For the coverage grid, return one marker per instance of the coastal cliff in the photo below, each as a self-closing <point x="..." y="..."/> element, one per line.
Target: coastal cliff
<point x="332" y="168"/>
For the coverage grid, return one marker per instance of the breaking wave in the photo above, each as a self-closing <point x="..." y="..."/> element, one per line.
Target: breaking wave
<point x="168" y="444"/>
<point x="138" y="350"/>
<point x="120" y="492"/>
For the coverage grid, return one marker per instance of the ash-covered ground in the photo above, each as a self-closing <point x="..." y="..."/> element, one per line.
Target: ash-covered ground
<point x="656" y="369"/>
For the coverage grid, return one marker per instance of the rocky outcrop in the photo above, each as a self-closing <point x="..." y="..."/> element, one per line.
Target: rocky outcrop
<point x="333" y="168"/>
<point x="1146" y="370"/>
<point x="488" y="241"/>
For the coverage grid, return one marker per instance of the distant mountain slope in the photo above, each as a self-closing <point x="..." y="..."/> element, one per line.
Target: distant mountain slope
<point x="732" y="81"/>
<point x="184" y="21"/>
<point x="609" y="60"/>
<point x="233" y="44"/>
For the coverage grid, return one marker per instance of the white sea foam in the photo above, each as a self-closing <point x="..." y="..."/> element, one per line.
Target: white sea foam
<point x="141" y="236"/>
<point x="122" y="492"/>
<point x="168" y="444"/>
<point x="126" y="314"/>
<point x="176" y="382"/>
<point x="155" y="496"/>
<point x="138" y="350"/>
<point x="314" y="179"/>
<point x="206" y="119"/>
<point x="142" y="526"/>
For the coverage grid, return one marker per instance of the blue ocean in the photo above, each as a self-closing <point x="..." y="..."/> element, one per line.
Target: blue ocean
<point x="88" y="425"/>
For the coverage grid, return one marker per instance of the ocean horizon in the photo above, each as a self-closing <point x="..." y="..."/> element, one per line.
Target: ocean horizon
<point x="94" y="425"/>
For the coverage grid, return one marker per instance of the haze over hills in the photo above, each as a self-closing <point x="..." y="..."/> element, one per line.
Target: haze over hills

# # # # #

**Job**
Please rewrite the entries from the line containing "of the blue" through the end of the entries, putting "mist" wherever "haze" appears and leaving everything else unchanged.

**Finished task**
For the coverage grid, return one marker per instance of the blue ocean in the photo above, each as a self-closing <point x="..." y="..."/> element, one per line.
Target: blue ocean
<point x="88" y="425"/>
For the coverage grid, return one marker per instance of the ocean horizon in the photo above, each as a self-closing <point x="..." y="..."/> element, one per line.
Target: ocean horizon
<point x="94" y="425"/>
For the coverage grid, return one marker per instance of the mist over hills in the photo above, each as a self-closing <point x="..." y="..."/> element, one per line.
Target: mist over hills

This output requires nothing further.